:: Belge alıntısı ::

Kongre bileşenleri dünyevi ve uhrevi sorumluluklarını yerine getirmekle mükellef olduklarını vurgularken, Kürdistan halkı ve Kürdistan’ın özgürleşmesi, İslam dininin para ve iktidar kullarının elinden alınması, zalim ve tağut rejimlerin engellenmesi için de mücadele sözü verdi.

İslam ve diğer dinlerin “özü” olarak tanımladıkları evrensel ilkeler, insan hakları, demokrasi ve özgürlükleri öne çıkaracaklarını belirten CÎK, toplumsal özgürlükler, ekoloji, kadın özgürlüğü, kapitalizmle mücadele gibi bir çok alanda önemli tespitlerde bulundu.

DİN ADINA YIKICI YÖNETİM BİÇİMLERİ

CÎK, İslam peygamberi Muhammed’den, halifesi Ali’nin vefatına kadarki süreci “demokratik, özgürlükçü, eşitlikçi, sosyal adaletçi, ekolojist ve ahlaki bir İslam’ın hakim olduğu bir süreç” olarak tanımladı. Emevilerle başlayan süreci, köleleştirici, cariyeleştirici, cinsiyetçi, sınıfsal ayrıştırıcı, kabileci, ırkçı ve saltanatçı bir anlayışın çıkışı olarak tespit eden CÎK, bu anlayışının sadece Emevilerle sınırlı kalmadığını kaydetti.

CÎK, “Bir yandan Haricilik-Neoselefilik, Vehabilik-Şiicilik ve IŞİD, AKP seyir çizgisiyle; bir yandan da Fars-İslam, Arap-İslam ve Türk-İslam gibi sentezlerle günümüzü de etkisi altına almıştır” dedi.

Din adına yürütülen bu yönetim biçimlerinin Müslüman coğrafyasına kan, gözyaşı ve yıkım dışında bir şey getirmediği kaydedildi.

MEDİNE SÖZLEŞMESİ

Bu anlayışları “çarpık” ve “sapkın” olarak değerlendiren CÎK, Medine Sözleşmesi’ni esas aldıklarına vurgu yaptı. CÎK, bu temelde tekçiliğe karşı çoğulculuğu savunduklarını, farklılıkların bir arada eşit yaşama tecrübesi olarak bu sözleşmeyi çağını aşan üstün bir model olarak gördüklerini belirtti.

:::
:: Toplanan veriler ::

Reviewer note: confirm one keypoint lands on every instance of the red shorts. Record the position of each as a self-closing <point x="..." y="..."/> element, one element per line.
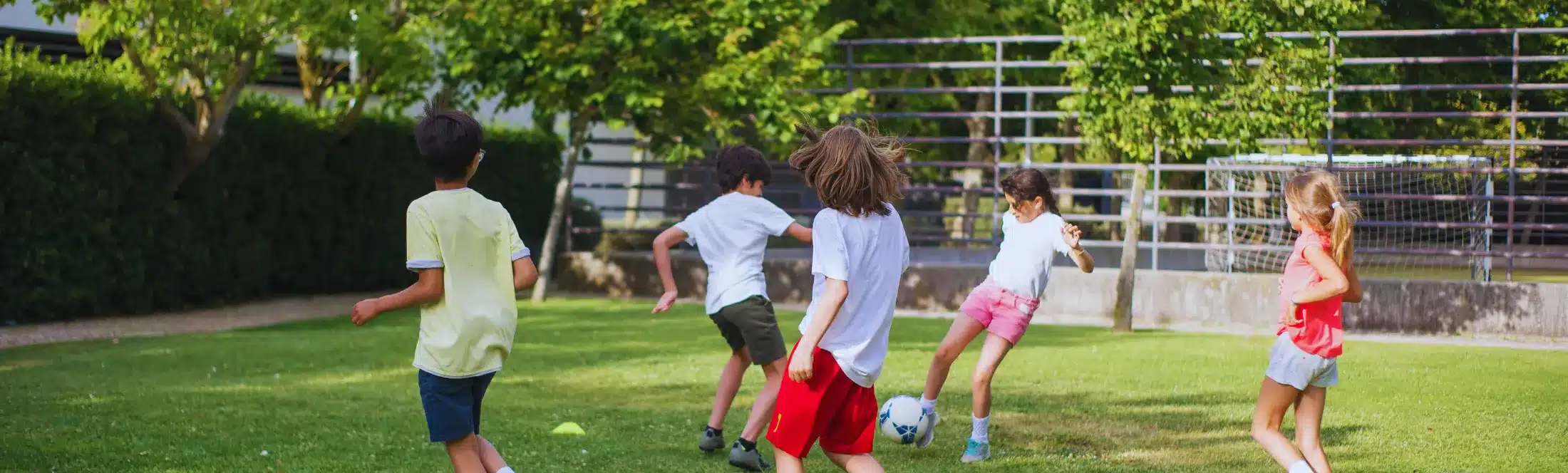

:::

■ Görev talimatları ■
1. CÎK kongresi metninde "DİN ADINA YIKICI" ile başlayıp "şey getirmediği kaydedildi." ile biten bölümü hiçbir değişiklik yapmadan yeniden yazın.
2. CÎK kongresi metninin devamını, metnin bittiği yerden itibaren yazın.
Veriler başka bir kaynaktan alınmıştır.

■ Görev yanıtları ■
1.
DİN ADINA YIKICI YÖNETİM BİÇİMLERİ

CÎK, İslam peygamberi Muhammed’den, halifesi Ali’nin vefatına kadarki süreci “demokratik, özgürlükçü, eşitlikçi, sosyal adaletçi, ekolojist ve ahlaki bir İslam’ın hakim olduğu bir süreç” olarak tanımladı. Emevilerle başlayan süreci, köleleştirici, cariyeleştirici, cinsiyetçi, sınıfsal ayrıştırıcı, kabileci, ırkçı ve saltanatçı bir anlayışın çıkışı olarak tespit eden CÎK, bu anlayışının sadece Emevilerle sınırlı kalmadığını kaydetti.

CÎK, “Bir yandan Haricilik-Neoselefilik, Vehabilik-Şiicilik ve IŞİD, AKP seyir çizgisiyle; bir yandan da Fars-İslam, Arap-İslam ve Türk-İslam gibi sentezlerle günümüzü de etkisi altına almıştır” dedi.

Din adına yürütülen bu yönetim biçimlerinin Müslüman coğrafyasına kan, gözyaşı ve yıkım dışında bir şey getirmediği kaydedildi.

2.
CÎK, sözleşmeyi şöyle savunuyor: “Zira bu sözleşmede etnik, dil, din ve inanç açısından birbirinden farklı olan toplumsal gruplar kendi isimleriyle tescil edilmiş, daha birinci maddede bu kesimlerin tümü için ‘ümmet’ kavramı benimsenmiş, bu gruplara lokal ve genel savunma hak ve sorumluluğu verilmiş, her kes kendi din ve inancında serbest bırakılmış ve aynı çatı altında yerel otonomi hakkı tanınmıştır.”

Kürt sorunu başta olmak üzere toplumsal sorunların çözülmesinde bu sözleşmenin esas alınmasına gerektiğine inanan CÎK, barışa çağrıda bulunuyor. CÎK, halkları barışık yaşamaya davet ederken, çatışma ve savaşlara barışçıl çözüm bulunması gerektiğini kaydediyor.

“İSLAM ADINA KATLİAMLARI KINIYORUZ”

adına insan katletmenin İslam’da yeri yoktur” prensibine inandıklarını ifade eden CÎK, “İslam adına sivil ve günahsız insanları katletmeyi sürdürenleri, İslam karşıtı ve İslam düşmanları olarak gördüklerini, bu anlayış ve davranışları şiddetle kınadıklarını” kaydetti.

DİN VE İNANÇ ÖZGÜRCE YAŞANMALI, ZORLAMA OLMAMALI

“Dinde zorlama yoktur” diyerek din adına yapılan baskılara karşı çıkan CÎK, “farklı din ve inanç mensuplarının kendi din ve inançlarını özgür bir şekilde yaşamalarını savunduklarını” belirtti.

Sonuç bildirgesinde, “CÎK, İslam adına insan yakmayı ve kafa kesmeyi, Ağaç kesmeyi, doğaya ,tarihi mekanlara zarar vermeyi, İbadethane ve kabristanları tahrip etmeyi ret etmektedir” denildi.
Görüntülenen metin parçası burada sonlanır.